== Record excerpts

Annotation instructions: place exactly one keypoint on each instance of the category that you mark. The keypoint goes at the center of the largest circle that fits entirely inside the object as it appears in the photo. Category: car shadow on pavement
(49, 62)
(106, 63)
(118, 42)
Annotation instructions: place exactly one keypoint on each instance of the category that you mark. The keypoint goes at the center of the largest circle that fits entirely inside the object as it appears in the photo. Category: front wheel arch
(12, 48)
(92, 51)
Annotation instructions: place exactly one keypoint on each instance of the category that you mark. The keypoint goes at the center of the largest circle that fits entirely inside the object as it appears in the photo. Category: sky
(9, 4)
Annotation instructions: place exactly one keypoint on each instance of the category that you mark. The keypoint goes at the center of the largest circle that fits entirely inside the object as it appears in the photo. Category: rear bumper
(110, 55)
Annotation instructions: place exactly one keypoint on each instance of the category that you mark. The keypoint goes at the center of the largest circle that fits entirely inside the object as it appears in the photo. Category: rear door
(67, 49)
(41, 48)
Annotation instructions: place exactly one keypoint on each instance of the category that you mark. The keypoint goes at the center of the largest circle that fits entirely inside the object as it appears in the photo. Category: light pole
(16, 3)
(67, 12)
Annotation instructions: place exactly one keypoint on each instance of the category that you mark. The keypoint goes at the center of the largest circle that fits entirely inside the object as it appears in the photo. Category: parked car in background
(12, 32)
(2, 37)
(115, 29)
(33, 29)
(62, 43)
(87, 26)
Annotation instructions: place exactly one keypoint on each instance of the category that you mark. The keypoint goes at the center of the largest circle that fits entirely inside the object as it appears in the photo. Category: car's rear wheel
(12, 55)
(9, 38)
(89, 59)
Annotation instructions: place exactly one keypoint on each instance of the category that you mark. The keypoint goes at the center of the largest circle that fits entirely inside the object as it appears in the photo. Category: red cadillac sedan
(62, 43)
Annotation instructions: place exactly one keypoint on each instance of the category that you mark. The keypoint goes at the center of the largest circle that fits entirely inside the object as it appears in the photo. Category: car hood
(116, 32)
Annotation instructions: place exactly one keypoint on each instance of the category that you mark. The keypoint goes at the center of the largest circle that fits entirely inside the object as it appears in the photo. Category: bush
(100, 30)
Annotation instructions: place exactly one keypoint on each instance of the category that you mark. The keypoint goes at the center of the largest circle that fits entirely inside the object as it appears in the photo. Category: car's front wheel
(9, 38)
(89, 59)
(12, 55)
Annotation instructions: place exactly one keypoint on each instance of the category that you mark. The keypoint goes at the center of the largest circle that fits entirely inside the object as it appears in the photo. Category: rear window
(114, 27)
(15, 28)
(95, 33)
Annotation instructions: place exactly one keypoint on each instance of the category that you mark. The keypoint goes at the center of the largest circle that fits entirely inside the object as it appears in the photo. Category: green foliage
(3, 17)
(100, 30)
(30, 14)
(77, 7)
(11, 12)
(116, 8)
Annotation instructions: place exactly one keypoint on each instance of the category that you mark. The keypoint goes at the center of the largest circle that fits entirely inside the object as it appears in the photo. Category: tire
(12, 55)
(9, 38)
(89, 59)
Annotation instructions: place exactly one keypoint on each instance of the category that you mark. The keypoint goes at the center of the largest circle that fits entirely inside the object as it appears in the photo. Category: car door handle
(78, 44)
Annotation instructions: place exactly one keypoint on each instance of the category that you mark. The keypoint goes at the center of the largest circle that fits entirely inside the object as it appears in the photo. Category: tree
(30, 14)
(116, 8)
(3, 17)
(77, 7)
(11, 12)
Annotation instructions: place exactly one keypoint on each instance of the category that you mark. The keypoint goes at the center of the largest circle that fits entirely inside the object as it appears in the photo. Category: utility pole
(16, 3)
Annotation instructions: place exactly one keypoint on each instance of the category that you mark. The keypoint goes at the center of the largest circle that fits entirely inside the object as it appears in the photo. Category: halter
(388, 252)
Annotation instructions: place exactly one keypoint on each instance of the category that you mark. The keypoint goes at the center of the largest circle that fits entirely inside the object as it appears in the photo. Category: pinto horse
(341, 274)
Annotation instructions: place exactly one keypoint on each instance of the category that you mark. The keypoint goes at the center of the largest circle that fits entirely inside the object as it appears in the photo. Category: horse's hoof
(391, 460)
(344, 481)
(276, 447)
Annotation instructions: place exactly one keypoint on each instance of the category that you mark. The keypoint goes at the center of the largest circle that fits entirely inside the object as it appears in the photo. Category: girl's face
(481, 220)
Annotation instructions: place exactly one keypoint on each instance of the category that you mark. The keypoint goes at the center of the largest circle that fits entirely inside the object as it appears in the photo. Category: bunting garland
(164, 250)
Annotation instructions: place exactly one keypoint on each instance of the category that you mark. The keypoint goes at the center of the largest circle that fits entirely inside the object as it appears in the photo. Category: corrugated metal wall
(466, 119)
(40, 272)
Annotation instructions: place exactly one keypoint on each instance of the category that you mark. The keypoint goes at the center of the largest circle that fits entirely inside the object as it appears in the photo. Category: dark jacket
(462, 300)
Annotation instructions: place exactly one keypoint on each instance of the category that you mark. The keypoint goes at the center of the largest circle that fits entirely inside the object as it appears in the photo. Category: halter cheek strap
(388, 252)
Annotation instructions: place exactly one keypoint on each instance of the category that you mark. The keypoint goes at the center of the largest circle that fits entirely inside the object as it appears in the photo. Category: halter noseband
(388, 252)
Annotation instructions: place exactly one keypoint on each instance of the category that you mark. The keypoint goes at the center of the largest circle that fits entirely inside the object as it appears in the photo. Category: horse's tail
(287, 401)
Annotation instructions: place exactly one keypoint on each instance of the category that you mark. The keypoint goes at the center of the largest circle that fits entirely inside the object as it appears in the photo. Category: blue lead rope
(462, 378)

====

→ **Required work**
The lines to quote run from the one containing "Category: horse's tail" through the final line of the material above; please give them exactly, both ends included, and nothing else.

→ **Complete response**
Annotation instructions: place exactly one keypoint on each instance of the category that you mark. The keypoint goes at the center of the largest circle that fits entirely inside the object as it appears in the photo. Category: horse's tail
(287, 401)
Annotation instructions: place exactly one keypoint on each instance of the category that you mark. The keypoint goes at the center of the largest circle that fits entirely inside the object as it appears in the photo. Category: blue lead rope
(462, 378)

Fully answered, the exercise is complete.